» **To be done**
The listing below should be copied in full, word for word.

Excerpts from point annotation data
□ □ □ □ □

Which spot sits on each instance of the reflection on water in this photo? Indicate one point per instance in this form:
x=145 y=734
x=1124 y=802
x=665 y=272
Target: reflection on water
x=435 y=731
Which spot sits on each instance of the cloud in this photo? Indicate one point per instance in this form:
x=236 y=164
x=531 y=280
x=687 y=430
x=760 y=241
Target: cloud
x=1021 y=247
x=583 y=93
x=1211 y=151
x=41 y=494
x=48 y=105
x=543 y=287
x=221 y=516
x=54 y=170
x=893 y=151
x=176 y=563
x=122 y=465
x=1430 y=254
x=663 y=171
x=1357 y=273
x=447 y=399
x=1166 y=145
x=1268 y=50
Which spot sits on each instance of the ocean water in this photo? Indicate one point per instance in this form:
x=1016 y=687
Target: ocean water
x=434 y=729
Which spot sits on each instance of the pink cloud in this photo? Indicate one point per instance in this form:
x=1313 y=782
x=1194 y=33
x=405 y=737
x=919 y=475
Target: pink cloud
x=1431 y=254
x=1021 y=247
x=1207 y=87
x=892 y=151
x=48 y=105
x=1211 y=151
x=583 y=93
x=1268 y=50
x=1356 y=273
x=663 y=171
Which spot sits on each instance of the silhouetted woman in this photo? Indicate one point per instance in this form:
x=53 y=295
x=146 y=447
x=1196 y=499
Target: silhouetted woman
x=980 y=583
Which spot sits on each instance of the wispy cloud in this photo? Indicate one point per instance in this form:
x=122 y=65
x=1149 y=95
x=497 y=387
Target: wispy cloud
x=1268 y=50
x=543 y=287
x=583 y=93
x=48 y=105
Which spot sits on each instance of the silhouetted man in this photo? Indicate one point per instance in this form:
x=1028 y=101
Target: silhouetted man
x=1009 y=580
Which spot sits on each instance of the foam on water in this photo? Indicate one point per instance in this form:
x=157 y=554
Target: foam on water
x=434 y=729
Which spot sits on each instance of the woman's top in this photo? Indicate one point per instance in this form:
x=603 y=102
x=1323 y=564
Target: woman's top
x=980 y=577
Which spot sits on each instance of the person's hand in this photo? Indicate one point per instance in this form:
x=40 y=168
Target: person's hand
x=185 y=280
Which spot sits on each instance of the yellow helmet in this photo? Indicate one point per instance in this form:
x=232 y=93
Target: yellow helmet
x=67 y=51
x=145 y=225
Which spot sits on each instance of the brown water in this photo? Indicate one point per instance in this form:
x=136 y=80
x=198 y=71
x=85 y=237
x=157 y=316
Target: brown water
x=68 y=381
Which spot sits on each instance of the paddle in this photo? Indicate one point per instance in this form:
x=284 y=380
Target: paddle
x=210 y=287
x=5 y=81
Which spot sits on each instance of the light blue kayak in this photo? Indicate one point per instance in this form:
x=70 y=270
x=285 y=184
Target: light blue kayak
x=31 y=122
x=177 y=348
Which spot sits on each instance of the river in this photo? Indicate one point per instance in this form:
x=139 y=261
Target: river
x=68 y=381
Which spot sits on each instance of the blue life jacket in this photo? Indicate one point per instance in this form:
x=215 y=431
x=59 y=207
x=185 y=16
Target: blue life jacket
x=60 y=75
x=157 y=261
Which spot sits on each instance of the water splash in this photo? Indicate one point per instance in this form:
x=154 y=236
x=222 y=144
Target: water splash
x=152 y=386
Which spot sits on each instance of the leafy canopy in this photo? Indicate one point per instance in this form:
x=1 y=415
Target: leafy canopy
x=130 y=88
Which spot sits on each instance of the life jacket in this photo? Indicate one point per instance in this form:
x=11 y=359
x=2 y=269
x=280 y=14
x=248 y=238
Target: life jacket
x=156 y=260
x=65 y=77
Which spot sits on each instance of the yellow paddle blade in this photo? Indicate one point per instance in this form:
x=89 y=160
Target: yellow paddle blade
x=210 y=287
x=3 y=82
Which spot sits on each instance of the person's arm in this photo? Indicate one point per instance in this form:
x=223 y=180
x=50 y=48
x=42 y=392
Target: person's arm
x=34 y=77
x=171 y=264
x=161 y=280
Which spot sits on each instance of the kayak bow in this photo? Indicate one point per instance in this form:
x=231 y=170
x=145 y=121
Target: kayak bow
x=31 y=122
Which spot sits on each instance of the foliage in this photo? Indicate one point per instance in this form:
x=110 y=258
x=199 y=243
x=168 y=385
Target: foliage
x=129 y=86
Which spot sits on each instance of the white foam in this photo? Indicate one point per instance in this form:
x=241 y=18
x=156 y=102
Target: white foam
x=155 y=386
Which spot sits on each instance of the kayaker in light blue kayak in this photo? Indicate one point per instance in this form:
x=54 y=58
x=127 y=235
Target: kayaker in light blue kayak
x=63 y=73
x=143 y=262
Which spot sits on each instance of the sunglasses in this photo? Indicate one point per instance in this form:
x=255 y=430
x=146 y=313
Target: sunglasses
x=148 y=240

□ □ □ □ □

» **Reply**
Which spot sits on each instance of the reflection on water in this photo? Indicate one point per instance in this form:
x=145 y=734
x=1124 y=802
x=665 y=272
Target: reflection on water
x=435 y=731
Which spot sits on each instance of the cloud in this photo? Indicate one point per instance in this form:
x=236 y=164
x=531 y=280
x=687 y=430
x=760 y=241
Target: cloud
x=1021 y=247
x=583 y=93
x=1211 y=151
x=41 y=494
x=48 y=105
x=543 y=287
x=221 y=516
x=54 y=170
x=893 y=151
x=176 y=563
x=122 y=465
x=1430 y=254
x=663 y=171
x=1357 y=273
x=447 y=399
x=1166 y=145
x=1268 y=50
Which spot sits on each instance of the ocean water in this photo? Indicate one point per instance in this form:
x=1016 y=687
Target: ocean water
x=434 y=729
Which spot sits on each instance of the pink cloud in this photo? Indicate one point per instance in this form:
x=1313 y=782
x=1194 y=33
x=405 y=737
x=919 y=475
Target: pink cloud
x=1431 y=254
x=1021 y=247
x=1207 y=87
x=892 y=151
x=48 y=105
x=1211 y=151
x=583 y=93
x=1268 y=50
x=1356 y=273
x=663 y=171
Which spot sits on each instance of the silhouetted woman in this photo? Indicate one point per instance in this form:
x=53 y=295
x=146 y=447
x=1196 y=499
Target: silhouetted woman
x=980 y=583
Which spot sits on each instance of the wispy cloud in this photo? Indicate one point per instance in this form:
x=122 y=65
x=1149 y=95
x=497 y=387
Target: wispy cloud
x=1268 y=50
x=543 y=287
x=583 y=93
x=48 y=105
Which spot sits on each instance of the silhouetted man in this photo? Indicate one point per instance in this form:
x=1028 y=101
Target: silhouetted man
x=1009 y=580
Which spot sits on each instance of the foam on water in this photo? Indicate one point per instance in this form:
x=157 y=554
Target: foam on water
x=434 y=729
Which spot sits on each instance of the woman's top in this photo? Indicate one point per instance in this form:
x=603 y=102
x=1323 y=564
Target: woman's top
x=980 y=577
Which spot sits on each instance of the person's hand in this photo? Indicate one point per instance in this form:
x=40 y=168
Target: person's hand
x=185 y=280
Which spot sits on each instance of the yellow helmet in this photo? Indicate one point per instance in this form:
x=232 y=93
Target: yellow helmet
x=67 y=51
x=145 y=225
Which spot sits on each instance of the brown water in this photo? Indicate one point per instance in this form:
x=136 y=80
x=198 y=71
x=85 y=237
x=157 y=316
Target: brown water
x=68 y=381
Which spot sits on each instance of the paddle in this photo? Indicate one point per instance in this form:
x=284 y=380
Target: paddle
x=210 y=287
x=5 y=81
Which spot sits on each instance of the light blue kayak in this photo? Indicate one point per instance in this form:
x=70 y=270
x=285 y=184
Target: light blue kayak
x=31 y=122
x=177 y=348
Which spot sits on each instance of the river in this photo? Indicate one point per instance in this form:
x=139 y=261
Target: river
x=68 y=381
Which spot sits on each instance of the blue life jacket in this photo? Indicate one point per instance in this form:
x=215 y=431
x=59 y=207
x=185 y=16
Target: blue life jacket
x=60 y=75
x=157 y=261
Which spot sits on each instance of the water splash in this photo? Indicate one point per instance in this form:
x=154 y=236
x=222 y=144
Target: water splash
x=152 y=386
Which spot sits on each instance of the leafy canopy in this photo? Indicate one point per instance in this form:
x=1 y=415
Target: leafy canopy
x=130 y=88
Which spot sits on each instance of the life jacket in this photo? Indicate one point per instance in this form:
x=11 y=359
x=2 y=269
x=280 y=14
x=248 y=238
Target: life jacket
x=156 y=260
x=65 y=77
Which spot sits on each instance of the yellow paddle blade in this photo? Indicate one point per instance in this form:
x=89 y=160
Target: yellow paddle blade
x=210 y=287
x=3 y=82
Which spot sits on each instance of the person's arm in this photo? Indicate one point per instance in this form:
x=223 y=180
x=50 y=48
x=42 y=392
Target: person's arm
x=34 y=77
x=171 y=264
x=161 y=280
Which spot sits on each instance of the kayak bow in this photo? Indicate one point per instance in this form:
x=231 y=170
x=145 y=121
Target: kayak bow
x=31 y=122
Which spot sits on each instance of the foliage in this photo? Indicate one point per instance in this form:
x=110 y=258
x=199 y=243
x=168 y=385
Target: foliage
x=129 y=86
Which spot sits on each instance of the white foam in this photo? Indicate one point per instance in this form:
x=241 y=18
x=156 y=102
Target: white foam
x=155 y=386
Which spot sits on each instance of the kayaker in light blue kayak in this photo? Indicate one point per instance in this form:
x=54 y=58
x=127 y=235
Target: kayaker in light blue kayak
x=63 y=73
x=143 y=262
Which spot sits on each instance of the sunglasses in this photo? Indicate one point per instance in this form:
x=255 y=430
x=146 y=313
Target: sunglasses
x=148 y=240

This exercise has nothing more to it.